* DESCRIPTION OF THE TASK *
Reproduce the lines from the line with "Could you please outline every instance of the bench" to the line with "M 185 57 L 185", swapping "format" for "layout" and keeping all else unchanged. Leave the pictures out.

==*==

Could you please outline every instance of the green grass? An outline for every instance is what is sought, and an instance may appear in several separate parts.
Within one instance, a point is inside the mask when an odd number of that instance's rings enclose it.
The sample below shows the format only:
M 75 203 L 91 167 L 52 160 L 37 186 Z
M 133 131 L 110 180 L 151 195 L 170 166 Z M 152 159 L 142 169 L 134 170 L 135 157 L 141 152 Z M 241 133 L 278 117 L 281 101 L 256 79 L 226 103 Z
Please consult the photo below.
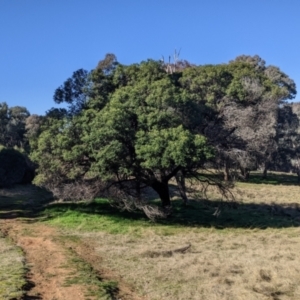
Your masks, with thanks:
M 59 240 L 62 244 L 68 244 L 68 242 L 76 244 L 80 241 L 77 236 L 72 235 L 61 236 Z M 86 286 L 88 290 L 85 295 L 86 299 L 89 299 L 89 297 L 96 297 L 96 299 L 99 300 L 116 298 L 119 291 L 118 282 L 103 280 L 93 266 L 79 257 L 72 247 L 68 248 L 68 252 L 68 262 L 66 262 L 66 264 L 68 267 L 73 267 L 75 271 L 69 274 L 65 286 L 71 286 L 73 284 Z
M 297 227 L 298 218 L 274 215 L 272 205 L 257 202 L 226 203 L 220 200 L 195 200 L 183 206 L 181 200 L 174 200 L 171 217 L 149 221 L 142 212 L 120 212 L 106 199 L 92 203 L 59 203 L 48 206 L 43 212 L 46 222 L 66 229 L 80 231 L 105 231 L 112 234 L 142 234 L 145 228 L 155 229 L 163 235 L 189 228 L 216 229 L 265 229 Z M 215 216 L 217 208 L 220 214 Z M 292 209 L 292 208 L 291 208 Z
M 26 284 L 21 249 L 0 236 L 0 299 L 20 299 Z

==*==

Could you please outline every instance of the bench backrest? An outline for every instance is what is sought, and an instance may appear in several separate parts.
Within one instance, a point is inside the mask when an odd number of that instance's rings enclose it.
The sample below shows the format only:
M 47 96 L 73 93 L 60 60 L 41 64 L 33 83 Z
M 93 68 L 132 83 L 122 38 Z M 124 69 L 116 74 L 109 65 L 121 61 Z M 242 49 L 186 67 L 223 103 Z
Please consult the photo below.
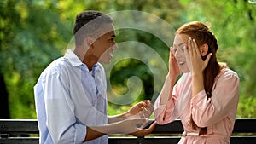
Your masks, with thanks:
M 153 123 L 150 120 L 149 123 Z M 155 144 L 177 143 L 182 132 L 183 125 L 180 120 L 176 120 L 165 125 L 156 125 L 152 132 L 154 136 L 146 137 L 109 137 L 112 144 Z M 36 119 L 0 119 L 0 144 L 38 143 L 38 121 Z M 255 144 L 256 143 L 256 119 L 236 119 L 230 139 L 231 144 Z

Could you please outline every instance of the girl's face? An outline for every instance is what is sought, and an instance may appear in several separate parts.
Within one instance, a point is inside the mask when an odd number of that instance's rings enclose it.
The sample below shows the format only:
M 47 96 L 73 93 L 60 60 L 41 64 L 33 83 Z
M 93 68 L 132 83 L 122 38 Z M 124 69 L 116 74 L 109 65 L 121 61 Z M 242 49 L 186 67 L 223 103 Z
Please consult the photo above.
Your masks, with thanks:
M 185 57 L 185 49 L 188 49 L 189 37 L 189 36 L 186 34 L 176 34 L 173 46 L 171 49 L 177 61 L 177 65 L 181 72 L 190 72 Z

==*==

* EXERCISE RESULT *
Could you please outline every instance of the bench backrest? An outline for every instance is what is sought, and an instance may appear in several separate parts.
Within one instance, a point is inside the mask when an odd number of that instance's rings enclose it.
The sample below shows the layout only:
M 47 96 L 73 93 L 60 60 L 41 64 L 33 83 Z
M 93 68 L 132 83 L 122 38 Z M 124 69 L 116 74 L 109 65 L 121 61 Z M 242 49 L 186 67 L 223 103 Z
Please consult the photo below.
Your masks, with thanks:
M 153 123 L 150 120 L 149 123 Z M 155 144 L 177 143 L 182 132 L 183 125 L 180 120 L 176 120 L 165 125 L 156 125 L 152 132 L 154 136 L 146 137 L 109 137 L 112 144 Z M 36 119 L 0 119 L 0 144 L 38 143 L 38 121 Z M 255 144 L 256 143 L 256 119 L 236 119 L 230 139 L 231 144 Z

Could you please outline every instance of the girl's face? An outline for every instance is what is sought, and an instance may appear in several separate parts.
Within one instance, a point is inside the mask when an odd number of that instance's rings enclose it.
The sample below shows the layout only:
M 47 96 L 73 93 L 60 60 L 41 64 L 33 83 Z
M 93 68 L 132 83 L 122 38 Z M 124 69 L 116 74 L 109 65 L 121 61 Z M 242 49 L 186 67 L 223 103 Z
Please consult the photo above.
Your masks, with thanks:
M 185 57 L 185 49 L 188 49 L 189 37 L 189 36 L 186 34 L 176 34 L 173 46 L 171 49 L 177 61 L 177 65 L 181 72 L 190 72 Z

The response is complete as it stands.